**EXTRACTED RECORDS:**

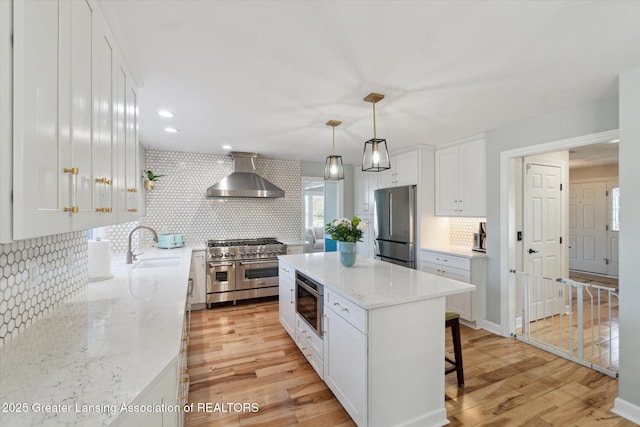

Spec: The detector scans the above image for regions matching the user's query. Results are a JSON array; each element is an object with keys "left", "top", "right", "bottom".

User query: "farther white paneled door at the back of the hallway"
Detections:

--

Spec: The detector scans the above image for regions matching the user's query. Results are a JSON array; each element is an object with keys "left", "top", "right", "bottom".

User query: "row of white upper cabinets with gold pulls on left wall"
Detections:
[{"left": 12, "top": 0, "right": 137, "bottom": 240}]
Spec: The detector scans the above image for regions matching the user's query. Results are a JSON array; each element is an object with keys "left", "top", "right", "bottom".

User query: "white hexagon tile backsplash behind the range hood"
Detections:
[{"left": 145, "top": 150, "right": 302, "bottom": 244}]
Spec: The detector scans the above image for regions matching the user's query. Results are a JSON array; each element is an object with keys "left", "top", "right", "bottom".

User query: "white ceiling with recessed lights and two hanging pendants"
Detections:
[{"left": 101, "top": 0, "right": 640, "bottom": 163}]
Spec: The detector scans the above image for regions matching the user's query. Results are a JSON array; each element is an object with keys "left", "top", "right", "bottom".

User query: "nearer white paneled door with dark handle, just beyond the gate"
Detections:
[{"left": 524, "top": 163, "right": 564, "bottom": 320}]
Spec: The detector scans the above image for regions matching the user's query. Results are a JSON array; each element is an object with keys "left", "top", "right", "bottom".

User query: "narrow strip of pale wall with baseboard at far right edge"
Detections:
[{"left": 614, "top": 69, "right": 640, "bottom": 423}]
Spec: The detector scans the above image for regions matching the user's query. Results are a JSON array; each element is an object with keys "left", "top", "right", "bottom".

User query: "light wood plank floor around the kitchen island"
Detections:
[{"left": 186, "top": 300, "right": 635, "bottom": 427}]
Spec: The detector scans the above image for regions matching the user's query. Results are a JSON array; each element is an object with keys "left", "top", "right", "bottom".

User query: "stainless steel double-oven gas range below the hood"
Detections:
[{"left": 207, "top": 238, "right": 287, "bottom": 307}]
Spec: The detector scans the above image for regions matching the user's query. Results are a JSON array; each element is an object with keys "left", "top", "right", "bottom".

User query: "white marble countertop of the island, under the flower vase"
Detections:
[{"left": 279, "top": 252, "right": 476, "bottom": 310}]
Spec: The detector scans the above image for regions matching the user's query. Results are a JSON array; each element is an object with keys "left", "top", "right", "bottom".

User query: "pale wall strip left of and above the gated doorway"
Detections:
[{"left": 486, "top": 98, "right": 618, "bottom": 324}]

--

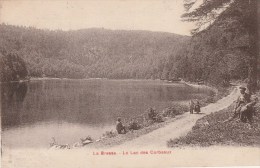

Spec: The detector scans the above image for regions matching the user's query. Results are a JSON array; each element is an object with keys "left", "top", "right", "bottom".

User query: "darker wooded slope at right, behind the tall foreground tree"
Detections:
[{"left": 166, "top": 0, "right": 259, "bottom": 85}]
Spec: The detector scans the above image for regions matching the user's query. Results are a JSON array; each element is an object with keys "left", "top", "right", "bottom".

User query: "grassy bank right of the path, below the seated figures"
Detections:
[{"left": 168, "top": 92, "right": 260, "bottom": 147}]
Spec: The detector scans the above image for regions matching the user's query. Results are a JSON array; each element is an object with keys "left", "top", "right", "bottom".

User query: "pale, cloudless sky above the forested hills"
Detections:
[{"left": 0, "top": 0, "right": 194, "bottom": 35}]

**EXERCISE:** Reproduce each line above that contains "behind".

**TASK RESULT:**
User query: "white hexagon tile backsplash behind the range hood"
User query: "darker wooded slope at right, behind the tall foreground tree"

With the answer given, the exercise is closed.